→ Extracted text:
Start of Block

Feminist is an adventure story arc of the Philippine comic strip series Pugad Baboy, created by Pol Medina Jr. and originally published in the Philippine Daily Inquirer. This particular story arc lasts 34 strips long. In 1994, the story arc was reprinted in PB5, the fifth book compilation of the comic strip series.

Synopsis
The Pugad Baboy ladies and gentlemen engage in a battle of the sexes precipitated by conversations Debbie has with Tomas' ultra-feminist wife, Barbie. The argument centers on the question of which is the weaker sex and on Filipino sexual stereotypes and gender roles. Things come to a head when Dagul and Tomas notice that their wives had been absent from home every night. They track the two women to a Muay Thai dojo, much to their surprise and dismay. The women also receive instruction on Tae Kwon Dog (a play on Tae Kwon Do) from Shin Dong Pol. In retaliation, the men quit their jobs and devote their time to Pao's beauty parlor and playing Mahjong.

Dagul soon hits a winning streak in the game. He was on his way home one night, accompanied by Debbie, when the pair were mugged by two goons intent upon divesting the mahjongero of his winnings. Dagul eggs his wife on, telling her to show the bad guys what she had learned in the martial arts. Debbie, however, reverts to the typical female fighting stereotype of hair-pulling. Dagul has no choice but to hand over his winnings to the goons, in keeping with his now-demure gender role. He blows up, however, when one of the muggers slaps Debbie. He beats up both bad guys and ended up with a serious stab wound to the abdomen. All three were rushed to the hospital where Dagul underwent surgery. Policemen placed the goons under arrest.

Upon his release from the hospital, Dagul begins to notice that Debbie had reverted to her former sweet, loving self - intent upon serving her recuperating husband.

In other media
Elements of the story arc were adapted for an episode of Rated PB (Pang-Bayan) - Pugad Baboy sa TV, a live action series based on the strip.

End of Block

→ Supplied material:
Start of Block

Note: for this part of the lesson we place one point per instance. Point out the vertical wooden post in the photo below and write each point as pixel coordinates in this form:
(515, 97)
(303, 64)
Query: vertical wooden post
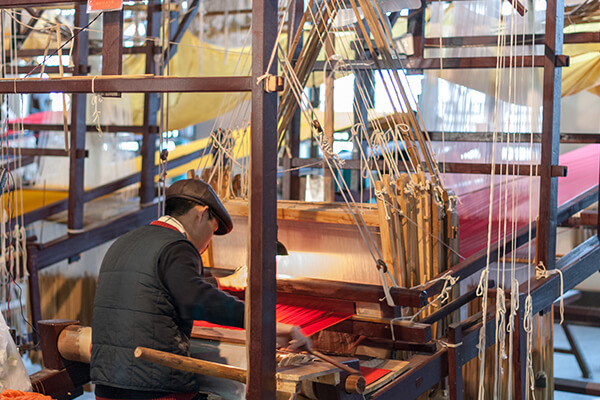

End of Block

→ Brief 1: In the article on the Pugad Baboy "Feminist" story arc, why does Dagul hand over his mahjong winnings to the goons instead of fighting them at first? Answer in one to three sentences.
→ Brief 2: Which characters does the synopsis in the article on the Pugad Baboy "Feminist" story arc name? List all of them.

→ Exercise output 1: Dagul hands over his winnings to keep to his now-demure gender role. He had taken on that role after the men quit their jobs in retaliation and devoted their time to Pao's beauty parlor and mahjong.

→ Exercise output 2:
- Debbie
- Tomas
- Barbie
- Dagul
- Shin Dong Pol
- Pao